• ITEMS:
___

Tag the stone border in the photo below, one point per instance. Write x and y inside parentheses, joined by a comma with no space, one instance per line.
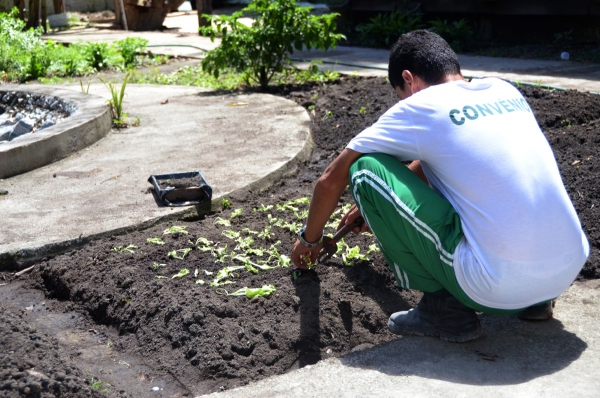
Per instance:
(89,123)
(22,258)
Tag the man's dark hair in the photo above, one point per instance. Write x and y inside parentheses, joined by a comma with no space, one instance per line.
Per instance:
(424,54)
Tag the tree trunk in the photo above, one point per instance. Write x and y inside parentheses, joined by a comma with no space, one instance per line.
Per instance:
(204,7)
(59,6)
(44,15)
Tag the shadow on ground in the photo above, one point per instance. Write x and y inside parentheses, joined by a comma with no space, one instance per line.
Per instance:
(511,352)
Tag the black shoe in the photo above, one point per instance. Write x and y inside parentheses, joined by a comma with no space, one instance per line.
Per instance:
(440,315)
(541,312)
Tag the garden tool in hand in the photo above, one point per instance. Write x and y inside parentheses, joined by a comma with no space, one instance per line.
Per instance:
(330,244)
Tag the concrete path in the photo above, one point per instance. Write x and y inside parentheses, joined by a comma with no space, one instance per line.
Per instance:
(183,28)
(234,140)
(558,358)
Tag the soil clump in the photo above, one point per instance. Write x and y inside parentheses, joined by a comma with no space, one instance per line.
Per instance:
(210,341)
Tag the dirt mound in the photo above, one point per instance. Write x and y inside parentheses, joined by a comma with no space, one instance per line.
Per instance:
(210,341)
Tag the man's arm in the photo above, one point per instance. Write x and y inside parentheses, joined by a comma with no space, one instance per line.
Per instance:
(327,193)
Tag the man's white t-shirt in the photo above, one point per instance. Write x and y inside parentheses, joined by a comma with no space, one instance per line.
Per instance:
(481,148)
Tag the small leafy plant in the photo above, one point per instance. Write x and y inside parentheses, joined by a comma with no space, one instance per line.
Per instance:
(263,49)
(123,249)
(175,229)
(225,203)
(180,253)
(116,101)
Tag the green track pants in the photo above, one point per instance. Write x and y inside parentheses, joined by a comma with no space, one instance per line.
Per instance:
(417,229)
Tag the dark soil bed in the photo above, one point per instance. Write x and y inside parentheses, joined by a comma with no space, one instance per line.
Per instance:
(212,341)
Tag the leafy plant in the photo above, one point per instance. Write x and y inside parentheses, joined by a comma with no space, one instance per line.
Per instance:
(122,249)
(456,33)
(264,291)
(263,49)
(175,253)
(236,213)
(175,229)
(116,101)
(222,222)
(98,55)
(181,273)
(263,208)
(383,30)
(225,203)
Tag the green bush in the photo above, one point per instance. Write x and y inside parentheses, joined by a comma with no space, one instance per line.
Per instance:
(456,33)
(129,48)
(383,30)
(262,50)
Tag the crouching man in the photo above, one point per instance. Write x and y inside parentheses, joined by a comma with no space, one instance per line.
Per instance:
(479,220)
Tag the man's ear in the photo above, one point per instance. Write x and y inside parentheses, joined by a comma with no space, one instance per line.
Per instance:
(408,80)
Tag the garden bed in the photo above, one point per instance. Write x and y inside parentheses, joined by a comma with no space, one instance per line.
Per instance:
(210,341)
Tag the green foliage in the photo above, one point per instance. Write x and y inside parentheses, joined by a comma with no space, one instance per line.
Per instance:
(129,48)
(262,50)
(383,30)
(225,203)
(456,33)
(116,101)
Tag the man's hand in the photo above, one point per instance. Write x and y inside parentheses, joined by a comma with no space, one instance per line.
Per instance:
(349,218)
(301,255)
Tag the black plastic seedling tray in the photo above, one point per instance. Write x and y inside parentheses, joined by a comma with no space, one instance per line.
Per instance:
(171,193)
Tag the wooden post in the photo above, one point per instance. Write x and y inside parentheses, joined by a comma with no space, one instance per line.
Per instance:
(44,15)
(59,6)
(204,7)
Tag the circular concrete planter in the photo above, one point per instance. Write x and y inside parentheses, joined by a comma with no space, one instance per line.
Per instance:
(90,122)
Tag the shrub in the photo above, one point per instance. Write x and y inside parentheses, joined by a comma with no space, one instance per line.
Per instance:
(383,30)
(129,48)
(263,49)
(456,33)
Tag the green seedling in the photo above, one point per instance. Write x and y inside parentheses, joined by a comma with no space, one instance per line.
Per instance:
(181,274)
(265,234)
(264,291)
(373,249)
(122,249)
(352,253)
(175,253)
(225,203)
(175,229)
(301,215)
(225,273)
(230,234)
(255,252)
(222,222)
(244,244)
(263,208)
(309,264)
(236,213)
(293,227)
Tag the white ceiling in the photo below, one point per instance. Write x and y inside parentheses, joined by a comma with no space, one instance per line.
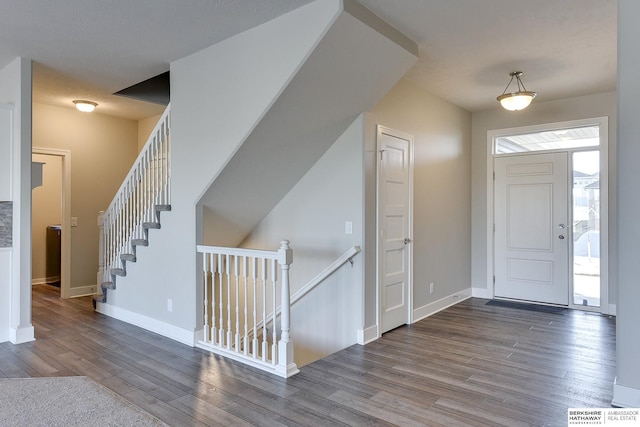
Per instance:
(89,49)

___

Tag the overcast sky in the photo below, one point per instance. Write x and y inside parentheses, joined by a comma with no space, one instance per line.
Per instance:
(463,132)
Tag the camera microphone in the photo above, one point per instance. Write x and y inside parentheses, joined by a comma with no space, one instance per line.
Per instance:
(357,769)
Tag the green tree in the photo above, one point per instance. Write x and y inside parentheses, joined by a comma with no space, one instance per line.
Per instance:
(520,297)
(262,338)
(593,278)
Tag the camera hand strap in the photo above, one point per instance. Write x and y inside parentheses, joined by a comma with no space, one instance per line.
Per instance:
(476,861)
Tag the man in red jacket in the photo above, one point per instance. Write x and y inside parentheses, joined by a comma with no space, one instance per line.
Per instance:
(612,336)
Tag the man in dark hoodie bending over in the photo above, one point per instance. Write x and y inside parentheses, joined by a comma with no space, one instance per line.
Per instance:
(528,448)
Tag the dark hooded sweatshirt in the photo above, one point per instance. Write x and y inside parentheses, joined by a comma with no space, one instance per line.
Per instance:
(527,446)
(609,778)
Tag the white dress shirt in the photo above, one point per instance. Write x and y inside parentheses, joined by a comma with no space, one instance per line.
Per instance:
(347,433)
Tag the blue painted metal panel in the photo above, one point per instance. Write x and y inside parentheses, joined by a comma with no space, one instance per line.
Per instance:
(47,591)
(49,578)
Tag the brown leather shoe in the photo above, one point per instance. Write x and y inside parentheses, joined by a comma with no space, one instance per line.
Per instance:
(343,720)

___

• TASK: How many lines in the data above contain the word "seedling"? Reply with the number alone.

• EXPECTED ANSWER: 2